TASK GOAL :: Go through the records that follow and tally the lines with "belly" in them; answer with the number alone.

EXERCISE MATERIAL ::
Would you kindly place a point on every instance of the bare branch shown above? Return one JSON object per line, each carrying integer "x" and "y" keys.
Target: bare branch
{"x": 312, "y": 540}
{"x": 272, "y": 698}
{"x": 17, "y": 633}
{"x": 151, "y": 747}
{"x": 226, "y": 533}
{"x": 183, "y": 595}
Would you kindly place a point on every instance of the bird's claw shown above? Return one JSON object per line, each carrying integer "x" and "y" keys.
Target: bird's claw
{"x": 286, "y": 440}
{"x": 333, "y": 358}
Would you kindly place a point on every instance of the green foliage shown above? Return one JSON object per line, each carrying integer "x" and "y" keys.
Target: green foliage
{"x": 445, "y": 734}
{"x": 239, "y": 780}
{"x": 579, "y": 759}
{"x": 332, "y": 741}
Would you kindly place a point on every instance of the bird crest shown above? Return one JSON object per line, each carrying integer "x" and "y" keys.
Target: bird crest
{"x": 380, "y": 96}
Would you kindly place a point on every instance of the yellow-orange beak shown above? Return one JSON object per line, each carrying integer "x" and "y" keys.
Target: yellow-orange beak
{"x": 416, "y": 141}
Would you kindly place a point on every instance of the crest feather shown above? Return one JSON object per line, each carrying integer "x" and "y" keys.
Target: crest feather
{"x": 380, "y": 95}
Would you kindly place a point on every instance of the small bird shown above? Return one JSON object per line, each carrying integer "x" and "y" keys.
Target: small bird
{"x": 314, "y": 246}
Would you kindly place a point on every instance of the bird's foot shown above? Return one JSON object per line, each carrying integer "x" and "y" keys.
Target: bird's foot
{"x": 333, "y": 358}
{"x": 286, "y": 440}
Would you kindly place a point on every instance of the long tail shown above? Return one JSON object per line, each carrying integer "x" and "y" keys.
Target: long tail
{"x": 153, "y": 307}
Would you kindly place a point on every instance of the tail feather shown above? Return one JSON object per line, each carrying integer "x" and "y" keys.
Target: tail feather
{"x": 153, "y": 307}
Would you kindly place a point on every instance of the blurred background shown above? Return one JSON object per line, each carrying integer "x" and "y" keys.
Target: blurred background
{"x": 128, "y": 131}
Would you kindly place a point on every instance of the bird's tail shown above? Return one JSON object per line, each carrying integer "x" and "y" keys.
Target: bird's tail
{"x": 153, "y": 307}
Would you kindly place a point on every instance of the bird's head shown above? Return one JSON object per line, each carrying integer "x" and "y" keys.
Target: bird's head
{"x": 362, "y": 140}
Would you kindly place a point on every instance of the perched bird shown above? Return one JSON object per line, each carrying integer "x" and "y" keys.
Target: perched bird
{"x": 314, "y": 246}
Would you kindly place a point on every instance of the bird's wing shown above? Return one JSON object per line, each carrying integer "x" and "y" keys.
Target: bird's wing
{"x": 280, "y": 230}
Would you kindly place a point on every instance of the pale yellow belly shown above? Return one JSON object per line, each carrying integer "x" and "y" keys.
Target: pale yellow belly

RESPONSE TO THIS TASK :: 2